» **RECORDS FOR THIS TASK**:
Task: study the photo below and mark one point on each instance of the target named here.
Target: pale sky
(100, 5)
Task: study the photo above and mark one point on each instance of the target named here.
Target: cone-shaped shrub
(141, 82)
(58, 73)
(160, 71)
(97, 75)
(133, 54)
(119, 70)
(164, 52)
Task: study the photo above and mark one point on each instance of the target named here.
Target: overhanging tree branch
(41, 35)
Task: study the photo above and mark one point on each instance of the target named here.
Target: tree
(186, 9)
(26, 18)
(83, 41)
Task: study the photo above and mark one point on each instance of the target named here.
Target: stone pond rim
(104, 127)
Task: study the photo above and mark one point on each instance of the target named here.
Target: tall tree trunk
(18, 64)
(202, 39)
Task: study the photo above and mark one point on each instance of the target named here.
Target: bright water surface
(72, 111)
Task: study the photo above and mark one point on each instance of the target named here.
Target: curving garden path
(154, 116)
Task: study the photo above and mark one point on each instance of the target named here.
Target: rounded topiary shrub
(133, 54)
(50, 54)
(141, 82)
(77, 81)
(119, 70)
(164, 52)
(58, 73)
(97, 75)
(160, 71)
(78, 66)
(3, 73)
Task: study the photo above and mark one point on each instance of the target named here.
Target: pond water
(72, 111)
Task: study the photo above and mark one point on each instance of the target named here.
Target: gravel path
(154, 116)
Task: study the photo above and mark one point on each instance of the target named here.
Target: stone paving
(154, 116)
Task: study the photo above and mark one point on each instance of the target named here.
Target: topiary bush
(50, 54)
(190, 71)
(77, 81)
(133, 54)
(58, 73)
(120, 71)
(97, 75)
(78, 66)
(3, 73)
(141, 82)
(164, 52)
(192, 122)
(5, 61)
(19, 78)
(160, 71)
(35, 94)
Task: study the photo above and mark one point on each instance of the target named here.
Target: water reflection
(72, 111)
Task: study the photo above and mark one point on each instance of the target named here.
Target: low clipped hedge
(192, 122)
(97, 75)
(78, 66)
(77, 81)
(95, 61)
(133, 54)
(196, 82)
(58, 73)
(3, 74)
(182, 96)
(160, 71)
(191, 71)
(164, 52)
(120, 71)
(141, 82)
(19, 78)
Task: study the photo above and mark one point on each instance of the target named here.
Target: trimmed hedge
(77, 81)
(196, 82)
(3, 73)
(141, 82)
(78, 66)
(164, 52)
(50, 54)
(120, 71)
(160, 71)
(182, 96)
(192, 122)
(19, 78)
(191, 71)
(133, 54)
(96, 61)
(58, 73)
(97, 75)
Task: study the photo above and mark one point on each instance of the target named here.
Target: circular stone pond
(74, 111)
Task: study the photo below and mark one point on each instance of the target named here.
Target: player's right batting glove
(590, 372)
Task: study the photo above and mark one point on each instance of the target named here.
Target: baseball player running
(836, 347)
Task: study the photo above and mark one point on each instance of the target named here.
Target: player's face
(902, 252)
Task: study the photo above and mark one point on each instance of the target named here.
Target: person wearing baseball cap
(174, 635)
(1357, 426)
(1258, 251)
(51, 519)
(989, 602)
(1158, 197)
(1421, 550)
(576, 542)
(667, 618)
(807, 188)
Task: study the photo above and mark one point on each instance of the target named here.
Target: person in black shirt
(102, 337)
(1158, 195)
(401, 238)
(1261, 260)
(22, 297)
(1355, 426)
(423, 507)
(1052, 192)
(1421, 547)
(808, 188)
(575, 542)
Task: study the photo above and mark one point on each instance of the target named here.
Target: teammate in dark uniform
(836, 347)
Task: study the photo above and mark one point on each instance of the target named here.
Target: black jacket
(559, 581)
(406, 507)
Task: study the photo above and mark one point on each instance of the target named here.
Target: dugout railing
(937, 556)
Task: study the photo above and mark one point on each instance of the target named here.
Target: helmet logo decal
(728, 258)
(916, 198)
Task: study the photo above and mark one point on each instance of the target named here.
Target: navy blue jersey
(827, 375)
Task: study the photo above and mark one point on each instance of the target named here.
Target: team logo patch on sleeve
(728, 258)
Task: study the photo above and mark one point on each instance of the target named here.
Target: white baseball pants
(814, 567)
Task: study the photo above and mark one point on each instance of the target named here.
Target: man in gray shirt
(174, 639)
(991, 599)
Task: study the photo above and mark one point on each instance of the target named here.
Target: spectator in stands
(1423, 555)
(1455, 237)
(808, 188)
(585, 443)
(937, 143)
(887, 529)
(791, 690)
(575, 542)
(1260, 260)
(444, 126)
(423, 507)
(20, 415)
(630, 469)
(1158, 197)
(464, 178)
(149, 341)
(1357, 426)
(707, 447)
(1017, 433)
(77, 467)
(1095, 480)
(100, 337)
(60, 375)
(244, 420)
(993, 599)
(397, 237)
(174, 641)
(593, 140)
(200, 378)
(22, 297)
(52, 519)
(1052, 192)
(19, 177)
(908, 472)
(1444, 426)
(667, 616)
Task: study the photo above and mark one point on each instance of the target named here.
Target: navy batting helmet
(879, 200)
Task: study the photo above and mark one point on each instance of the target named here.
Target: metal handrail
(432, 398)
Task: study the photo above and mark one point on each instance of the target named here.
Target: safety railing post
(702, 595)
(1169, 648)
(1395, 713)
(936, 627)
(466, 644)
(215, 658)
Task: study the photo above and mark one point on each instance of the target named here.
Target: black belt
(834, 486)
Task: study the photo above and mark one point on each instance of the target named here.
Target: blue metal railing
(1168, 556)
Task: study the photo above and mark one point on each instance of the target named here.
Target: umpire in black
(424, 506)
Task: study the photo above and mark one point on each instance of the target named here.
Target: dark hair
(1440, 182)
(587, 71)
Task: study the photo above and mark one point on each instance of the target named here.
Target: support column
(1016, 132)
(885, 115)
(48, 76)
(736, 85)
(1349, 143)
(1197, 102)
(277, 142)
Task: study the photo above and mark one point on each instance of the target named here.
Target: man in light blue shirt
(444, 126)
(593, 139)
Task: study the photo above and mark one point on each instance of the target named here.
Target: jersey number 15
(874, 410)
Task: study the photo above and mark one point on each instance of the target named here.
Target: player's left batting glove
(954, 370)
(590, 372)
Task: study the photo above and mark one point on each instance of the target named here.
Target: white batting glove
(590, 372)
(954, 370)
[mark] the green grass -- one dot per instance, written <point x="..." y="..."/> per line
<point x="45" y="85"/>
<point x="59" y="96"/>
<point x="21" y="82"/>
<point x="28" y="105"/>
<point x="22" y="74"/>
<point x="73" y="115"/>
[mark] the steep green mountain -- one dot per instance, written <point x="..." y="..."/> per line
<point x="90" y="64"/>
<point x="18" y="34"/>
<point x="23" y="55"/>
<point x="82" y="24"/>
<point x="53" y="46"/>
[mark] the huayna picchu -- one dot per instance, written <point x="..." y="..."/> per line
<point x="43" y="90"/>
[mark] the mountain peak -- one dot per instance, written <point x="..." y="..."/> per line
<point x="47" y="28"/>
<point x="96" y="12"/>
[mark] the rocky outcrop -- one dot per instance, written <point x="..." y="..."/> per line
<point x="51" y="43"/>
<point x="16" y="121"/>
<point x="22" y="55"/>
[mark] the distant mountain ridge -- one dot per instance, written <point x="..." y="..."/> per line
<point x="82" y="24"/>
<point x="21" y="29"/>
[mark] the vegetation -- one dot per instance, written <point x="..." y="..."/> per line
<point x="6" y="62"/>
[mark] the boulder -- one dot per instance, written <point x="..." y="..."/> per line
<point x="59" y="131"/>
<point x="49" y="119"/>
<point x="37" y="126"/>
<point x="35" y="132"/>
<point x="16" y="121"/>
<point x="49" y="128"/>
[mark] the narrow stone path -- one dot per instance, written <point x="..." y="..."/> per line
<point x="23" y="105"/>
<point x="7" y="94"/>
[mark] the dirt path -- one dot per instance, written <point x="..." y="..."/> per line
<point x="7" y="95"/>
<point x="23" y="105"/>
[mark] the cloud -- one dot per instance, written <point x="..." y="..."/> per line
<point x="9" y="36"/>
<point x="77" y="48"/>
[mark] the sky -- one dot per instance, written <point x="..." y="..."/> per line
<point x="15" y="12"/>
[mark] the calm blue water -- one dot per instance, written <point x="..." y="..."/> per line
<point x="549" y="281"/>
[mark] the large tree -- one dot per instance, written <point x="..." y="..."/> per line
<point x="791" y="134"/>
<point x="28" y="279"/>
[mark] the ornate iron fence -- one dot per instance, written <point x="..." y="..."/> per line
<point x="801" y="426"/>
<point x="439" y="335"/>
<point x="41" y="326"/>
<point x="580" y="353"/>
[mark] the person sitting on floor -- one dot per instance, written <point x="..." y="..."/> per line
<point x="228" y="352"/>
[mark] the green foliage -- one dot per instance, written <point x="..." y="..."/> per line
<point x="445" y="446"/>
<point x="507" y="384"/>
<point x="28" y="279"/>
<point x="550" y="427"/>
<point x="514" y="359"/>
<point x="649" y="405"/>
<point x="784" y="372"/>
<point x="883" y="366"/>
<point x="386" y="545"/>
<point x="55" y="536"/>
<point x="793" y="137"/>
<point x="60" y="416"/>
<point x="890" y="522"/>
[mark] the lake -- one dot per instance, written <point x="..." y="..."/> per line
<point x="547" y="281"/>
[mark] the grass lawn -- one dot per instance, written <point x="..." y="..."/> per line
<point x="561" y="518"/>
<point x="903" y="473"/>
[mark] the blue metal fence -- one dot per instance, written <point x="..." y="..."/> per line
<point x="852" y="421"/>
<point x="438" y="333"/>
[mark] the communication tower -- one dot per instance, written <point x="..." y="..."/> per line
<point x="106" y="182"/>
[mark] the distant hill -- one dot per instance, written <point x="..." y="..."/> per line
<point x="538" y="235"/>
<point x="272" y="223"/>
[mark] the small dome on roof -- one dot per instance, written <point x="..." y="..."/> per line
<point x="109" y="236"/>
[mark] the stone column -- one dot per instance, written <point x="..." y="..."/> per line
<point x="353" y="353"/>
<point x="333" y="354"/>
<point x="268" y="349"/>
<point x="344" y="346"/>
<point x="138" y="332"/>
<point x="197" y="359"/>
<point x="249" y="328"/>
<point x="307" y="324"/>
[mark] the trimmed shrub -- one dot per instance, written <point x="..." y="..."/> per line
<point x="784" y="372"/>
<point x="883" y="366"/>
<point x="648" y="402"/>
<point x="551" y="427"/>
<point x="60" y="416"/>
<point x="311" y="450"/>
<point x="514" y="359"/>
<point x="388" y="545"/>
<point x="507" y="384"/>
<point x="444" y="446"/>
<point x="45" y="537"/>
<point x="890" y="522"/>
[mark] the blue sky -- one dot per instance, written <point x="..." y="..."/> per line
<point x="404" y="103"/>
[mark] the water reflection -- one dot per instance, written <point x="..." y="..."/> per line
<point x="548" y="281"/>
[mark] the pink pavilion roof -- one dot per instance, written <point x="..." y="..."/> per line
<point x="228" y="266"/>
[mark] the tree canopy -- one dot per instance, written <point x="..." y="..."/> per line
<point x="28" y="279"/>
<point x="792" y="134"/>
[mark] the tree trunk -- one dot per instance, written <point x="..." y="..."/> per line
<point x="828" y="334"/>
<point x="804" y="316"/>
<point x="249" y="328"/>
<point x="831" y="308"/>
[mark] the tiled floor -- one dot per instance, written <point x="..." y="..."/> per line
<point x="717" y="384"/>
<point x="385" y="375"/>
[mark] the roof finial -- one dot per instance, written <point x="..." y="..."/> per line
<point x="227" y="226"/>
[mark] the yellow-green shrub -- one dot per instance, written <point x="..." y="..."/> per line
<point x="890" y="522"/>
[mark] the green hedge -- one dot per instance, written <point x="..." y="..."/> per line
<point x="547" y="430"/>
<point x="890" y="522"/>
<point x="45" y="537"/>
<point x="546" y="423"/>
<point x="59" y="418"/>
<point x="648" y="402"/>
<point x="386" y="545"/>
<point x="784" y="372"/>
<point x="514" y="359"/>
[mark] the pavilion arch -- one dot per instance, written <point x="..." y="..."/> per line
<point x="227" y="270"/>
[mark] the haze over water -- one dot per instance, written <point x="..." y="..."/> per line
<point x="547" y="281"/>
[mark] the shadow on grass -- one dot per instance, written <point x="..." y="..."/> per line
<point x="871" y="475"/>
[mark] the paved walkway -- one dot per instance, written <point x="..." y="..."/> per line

» **PROBLEM TO SOLVE**: Reproduce only the lines running from the one with "[mark] the tiled" through the final line of the listing above, both ends included.

» **RESPONSE BELOW**:
[mark] the tiled floor -- one dot per instance, written <point x="..." y="..."/> per line
<point x="717" y="384"/>
<point x="385" y="375"/>
[mark] the roof finial -- one dot per instance, written <point x="..." y="..."/> per line
<point x="227" y="226"/>
[mark] the yellow-green shrub -- one dot per instance, written <point x="..." y="..."/> per line
<point x="890" y="522"/>
[mark] the green hedge -- one dot per instance, written <point x="..." y="..."/> per line
<point x="547" y="430"/>
<point x="890" y="522"/>
<point x="45" y="537"/>
<point x="546" y="423"/>
<point x="59" y="418"/>
<point x="648" y="402"/>
<point x="386" y="545"/>
<point x="784" y="372"/>
<point x="514" y="359"/>
[mark] the pavilion arch -- one dot per instance, written <point x="..." y="..."/> per line
<point x="227" y="270"/>
[mark] the haze over water -- one dot per instance, written <point x="..." y="..."/> per line
<point x="547" y="281"/>
[mark] the shadow on grass -- one dot per instance, written <point x="..." y="..."/> per line
<point x="871" y="475"/>
[mark] the paved walkway -- one dot per instance, written <point x="..." y="..."/> per line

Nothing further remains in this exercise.